_OBJECTIVE_.
Copy the AFF4 encryption post below word for word, including its code lines, and leave out the items that follow it.

_EXCERPTED PASSAGE_.
◆ ◆ ◆ ◆

# This file is a work of a US government employee and as such is in the Public domain.
# Simson L. Garfinkel, March 12, 2012

Hi Guys,
  As discussed I finally finished implementing the AFF4 encryption
scheme based on the RDF dataType. A Cipher is an RDF dataType which
takes care of encrypting blocks. Each implementation is responsible
for serialising itself and parsing itself from the RDF serialization.

This is how the API works:

## Make the volume
volume = oracle.create(pyaff4.AFF4_ZIP_VOLUME)
volume.set(pyaff4.AFF4_STORED, url)
volume = volume.finish()
volume_urn = volume.urn
volume.cache_return()

## Make the image
image = oracle.create(pyaff4.AFF4_IMAGE)
image.set(pyaff4.AFF4_STORED, volume_urn)
image = image.finish()
image_urn = image.urn
image.cache_return()

# Make the encrypted stream
encrypted = oracle.create(pyaff4.AFF4_ENCRYTED)
encrypted.urn.set(volume_urn.value)
encrypted.urn.add(SOURCE)

encrypted.set(pyaff4.AFF4_STORED, volume_urn)
encrypted.set(pyaff4.AFF4_TARGET, image_urn)

◆ ◆ ◆ ◆

_RECORD LIST_.
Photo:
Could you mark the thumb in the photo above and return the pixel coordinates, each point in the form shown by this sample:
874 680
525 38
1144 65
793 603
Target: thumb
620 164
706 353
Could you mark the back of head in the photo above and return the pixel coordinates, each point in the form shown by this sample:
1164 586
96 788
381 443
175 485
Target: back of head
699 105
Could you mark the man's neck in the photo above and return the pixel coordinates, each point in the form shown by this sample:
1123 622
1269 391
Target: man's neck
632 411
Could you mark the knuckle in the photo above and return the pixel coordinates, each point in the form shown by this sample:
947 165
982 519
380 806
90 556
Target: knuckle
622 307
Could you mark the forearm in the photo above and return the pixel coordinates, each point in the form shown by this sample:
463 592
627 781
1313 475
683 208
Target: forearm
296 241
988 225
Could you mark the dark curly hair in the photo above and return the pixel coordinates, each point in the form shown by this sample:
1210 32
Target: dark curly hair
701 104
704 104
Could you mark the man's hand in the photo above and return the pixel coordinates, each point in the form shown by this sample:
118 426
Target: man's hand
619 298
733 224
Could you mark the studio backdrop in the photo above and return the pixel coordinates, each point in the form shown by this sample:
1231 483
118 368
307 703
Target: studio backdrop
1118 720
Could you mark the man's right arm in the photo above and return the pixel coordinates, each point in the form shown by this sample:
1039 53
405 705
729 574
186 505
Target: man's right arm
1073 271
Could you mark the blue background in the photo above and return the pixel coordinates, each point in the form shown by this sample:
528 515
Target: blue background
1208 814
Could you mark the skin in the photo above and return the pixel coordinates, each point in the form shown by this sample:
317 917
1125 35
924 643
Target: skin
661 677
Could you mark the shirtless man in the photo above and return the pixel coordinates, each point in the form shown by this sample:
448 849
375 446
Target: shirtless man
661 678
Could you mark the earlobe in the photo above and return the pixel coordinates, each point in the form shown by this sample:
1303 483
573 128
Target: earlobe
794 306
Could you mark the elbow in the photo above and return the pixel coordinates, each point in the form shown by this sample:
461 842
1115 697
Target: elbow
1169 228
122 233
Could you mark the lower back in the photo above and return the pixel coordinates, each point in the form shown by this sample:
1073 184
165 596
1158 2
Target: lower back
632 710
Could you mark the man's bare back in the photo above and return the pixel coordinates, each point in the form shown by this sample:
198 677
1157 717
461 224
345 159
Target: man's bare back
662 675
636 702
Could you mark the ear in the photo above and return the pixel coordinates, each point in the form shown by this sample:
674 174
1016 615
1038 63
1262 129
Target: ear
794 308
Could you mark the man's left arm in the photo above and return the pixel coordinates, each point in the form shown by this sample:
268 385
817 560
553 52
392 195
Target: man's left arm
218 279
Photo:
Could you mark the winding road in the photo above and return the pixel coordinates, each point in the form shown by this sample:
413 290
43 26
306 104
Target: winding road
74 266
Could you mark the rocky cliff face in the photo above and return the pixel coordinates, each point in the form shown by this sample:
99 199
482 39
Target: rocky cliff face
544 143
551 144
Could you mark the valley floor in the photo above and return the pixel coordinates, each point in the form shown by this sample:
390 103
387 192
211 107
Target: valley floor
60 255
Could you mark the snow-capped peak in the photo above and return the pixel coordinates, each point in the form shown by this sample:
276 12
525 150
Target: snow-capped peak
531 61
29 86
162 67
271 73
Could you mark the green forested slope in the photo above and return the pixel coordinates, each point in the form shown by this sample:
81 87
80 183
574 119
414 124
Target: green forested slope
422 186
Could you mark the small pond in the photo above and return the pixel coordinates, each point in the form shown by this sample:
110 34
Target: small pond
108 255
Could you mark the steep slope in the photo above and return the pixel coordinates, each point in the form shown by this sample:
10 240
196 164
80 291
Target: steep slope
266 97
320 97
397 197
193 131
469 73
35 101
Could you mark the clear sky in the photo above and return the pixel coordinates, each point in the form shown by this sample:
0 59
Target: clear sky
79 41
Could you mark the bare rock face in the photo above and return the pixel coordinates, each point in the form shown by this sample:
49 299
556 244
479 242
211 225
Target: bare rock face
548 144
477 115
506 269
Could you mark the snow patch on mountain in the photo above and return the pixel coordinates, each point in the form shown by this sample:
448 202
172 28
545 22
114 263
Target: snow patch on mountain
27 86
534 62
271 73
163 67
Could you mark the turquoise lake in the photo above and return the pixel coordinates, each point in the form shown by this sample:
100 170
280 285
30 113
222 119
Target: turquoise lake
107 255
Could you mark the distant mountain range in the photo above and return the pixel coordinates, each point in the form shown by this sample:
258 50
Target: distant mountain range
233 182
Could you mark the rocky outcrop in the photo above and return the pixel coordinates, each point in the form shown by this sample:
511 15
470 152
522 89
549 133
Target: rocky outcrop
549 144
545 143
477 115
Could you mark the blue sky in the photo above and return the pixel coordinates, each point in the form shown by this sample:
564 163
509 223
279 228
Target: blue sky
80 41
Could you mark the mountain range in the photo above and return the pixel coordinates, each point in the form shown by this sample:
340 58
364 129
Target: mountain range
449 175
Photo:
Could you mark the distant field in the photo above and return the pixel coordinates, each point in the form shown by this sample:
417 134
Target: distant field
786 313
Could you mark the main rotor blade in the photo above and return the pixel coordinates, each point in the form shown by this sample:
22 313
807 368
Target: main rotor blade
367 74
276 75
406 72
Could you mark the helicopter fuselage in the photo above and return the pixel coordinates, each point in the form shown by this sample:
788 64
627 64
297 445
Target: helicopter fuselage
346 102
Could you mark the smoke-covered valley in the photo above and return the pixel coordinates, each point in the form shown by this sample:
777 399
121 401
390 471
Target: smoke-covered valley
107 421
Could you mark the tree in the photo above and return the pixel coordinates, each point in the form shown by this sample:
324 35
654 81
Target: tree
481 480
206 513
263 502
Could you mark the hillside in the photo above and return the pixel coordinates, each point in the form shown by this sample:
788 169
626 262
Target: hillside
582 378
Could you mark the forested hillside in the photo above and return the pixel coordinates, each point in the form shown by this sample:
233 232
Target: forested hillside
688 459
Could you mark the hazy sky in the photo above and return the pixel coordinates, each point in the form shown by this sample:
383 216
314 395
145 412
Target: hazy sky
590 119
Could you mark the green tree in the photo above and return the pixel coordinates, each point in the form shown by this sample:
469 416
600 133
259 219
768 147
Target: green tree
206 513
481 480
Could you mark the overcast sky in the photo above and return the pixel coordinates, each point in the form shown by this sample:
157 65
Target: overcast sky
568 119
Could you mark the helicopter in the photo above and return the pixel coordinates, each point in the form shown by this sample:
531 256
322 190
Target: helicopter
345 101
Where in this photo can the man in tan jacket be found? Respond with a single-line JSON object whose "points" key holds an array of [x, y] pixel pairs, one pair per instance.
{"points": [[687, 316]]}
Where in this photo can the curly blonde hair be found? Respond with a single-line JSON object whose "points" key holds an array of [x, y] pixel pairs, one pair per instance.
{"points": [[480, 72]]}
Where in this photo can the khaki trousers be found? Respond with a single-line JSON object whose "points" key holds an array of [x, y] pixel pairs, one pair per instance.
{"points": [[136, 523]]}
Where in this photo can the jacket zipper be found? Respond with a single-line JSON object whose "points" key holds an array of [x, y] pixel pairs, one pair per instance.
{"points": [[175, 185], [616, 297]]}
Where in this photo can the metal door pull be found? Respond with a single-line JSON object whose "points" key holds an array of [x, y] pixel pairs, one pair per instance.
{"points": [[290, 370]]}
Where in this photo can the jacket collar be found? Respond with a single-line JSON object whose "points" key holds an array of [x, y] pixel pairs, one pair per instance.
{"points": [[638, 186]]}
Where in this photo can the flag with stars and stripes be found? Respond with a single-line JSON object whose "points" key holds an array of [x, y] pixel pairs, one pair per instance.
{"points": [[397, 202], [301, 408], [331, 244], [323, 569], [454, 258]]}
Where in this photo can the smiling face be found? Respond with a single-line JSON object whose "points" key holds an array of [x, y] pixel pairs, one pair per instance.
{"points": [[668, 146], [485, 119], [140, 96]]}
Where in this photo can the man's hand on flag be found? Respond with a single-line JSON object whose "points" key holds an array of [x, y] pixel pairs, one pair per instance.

◆ ◆ ◆ ◆

_ANSWER_.
# This file is a work of a US government employee and as such is in the Public domain.
# Simson L. Garfinkel, March 12, 2012

Hi Guys,
  As discussed I finally finished implementing the AFF4 encryption
scheme based on the RDF dataType. A Cipher is an RDF dataType which
takes care of encrypting blocks. Each implementation is responsible
for serialising itself and parsing itself from the RDF serialization.

This is how the API works:

## Make the volume
volume = oracle.create(pyaff4.AFF4_ZIP_VOLUME)
volume.set(pyaff4.AFF4_STORED, url)
volume = volume.finish()
volume_urn = volume.urn
volume.cache_return()

## Make the image
image = oracle.create(pyaff4.AFF4_IMAGE)
image.set(pyaff4.AFF4_STORED, volume_urn)
image = image.finish()
image_urn = image.urn
image.cache_return()

# Make the encrypted stream
encrypted = oracle.create(pyaff4.AFF4_ENCRYTED)
encrypted.urn.set(volume_urn.value)
encrypted.urn.add(SOURCE)

encrypted.set(pyaff4.AFF4_STORED, volume_urn)
encrypted.set(pyaff4.AFF4_TARGET, image_urn)